TASK TO COMPLETE: Please check every line of the listing for "jack" and copy each line where it is found.

[Start of Attachment]

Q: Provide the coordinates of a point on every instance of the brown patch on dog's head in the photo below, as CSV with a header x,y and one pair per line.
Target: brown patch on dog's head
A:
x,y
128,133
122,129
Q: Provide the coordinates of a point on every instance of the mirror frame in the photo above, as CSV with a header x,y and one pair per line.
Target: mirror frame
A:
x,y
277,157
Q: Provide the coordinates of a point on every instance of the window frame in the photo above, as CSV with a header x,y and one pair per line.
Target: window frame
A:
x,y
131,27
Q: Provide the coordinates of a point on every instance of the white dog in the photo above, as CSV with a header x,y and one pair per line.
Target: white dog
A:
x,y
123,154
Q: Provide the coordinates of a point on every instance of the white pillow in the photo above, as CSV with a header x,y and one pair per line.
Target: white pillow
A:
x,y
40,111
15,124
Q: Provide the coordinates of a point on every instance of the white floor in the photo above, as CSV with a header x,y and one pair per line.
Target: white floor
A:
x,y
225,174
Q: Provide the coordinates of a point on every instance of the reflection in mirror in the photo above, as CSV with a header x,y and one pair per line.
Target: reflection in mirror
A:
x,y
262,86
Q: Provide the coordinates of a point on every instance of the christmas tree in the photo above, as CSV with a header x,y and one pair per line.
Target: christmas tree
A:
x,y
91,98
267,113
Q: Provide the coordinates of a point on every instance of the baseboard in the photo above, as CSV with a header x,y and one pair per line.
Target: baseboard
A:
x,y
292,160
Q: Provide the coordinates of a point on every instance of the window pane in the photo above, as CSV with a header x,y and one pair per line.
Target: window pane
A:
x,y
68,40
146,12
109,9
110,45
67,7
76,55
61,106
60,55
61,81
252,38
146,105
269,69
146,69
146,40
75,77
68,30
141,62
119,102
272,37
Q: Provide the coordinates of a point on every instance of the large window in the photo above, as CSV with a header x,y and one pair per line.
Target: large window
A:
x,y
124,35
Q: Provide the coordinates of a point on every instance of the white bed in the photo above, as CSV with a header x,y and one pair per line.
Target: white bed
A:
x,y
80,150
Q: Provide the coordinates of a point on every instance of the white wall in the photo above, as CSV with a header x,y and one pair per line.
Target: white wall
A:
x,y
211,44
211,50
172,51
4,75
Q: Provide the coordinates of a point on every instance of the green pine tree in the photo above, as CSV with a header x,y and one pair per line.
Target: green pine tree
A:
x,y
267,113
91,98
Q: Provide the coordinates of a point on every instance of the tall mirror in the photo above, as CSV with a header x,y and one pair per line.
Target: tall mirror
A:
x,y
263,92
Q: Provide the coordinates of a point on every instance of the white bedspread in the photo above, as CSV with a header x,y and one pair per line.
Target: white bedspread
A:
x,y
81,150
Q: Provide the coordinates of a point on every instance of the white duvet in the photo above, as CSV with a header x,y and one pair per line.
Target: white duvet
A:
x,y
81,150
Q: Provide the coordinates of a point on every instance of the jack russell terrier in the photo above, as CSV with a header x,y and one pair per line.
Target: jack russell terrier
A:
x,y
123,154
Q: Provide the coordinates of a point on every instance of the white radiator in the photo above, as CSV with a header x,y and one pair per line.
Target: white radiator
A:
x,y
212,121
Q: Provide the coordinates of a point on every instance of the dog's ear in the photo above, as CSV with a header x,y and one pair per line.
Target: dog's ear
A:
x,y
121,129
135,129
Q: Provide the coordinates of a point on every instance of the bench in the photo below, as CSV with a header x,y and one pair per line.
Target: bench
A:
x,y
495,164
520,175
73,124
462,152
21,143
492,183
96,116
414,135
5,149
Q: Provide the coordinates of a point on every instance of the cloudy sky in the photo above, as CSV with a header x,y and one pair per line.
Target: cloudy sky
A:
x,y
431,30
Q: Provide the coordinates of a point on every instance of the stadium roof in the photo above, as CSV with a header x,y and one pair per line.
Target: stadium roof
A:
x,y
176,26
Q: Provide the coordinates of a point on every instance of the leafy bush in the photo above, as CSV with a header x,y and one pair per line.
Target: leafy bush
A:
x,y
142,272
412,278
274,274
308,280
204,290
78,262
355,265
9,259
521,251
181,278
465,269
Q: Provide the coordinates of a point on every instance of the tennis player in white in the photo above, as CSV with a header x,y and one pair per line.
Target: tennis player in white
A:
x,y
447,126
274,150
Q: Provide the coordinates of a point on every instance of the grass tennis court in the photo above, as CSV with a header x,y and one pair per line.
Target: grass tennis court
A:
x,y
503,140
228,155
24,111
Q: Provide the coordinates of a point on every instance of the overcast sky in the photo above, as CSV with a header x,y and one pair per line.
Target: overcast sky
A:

[End of Attachment]

SOLUTION TO THIS TASK:
Q: Provide the coordinates of a point on every instance of the jack russell terrier in the photo above, as CSV with a header x,y and one pair per line.
Target: jack russell terrier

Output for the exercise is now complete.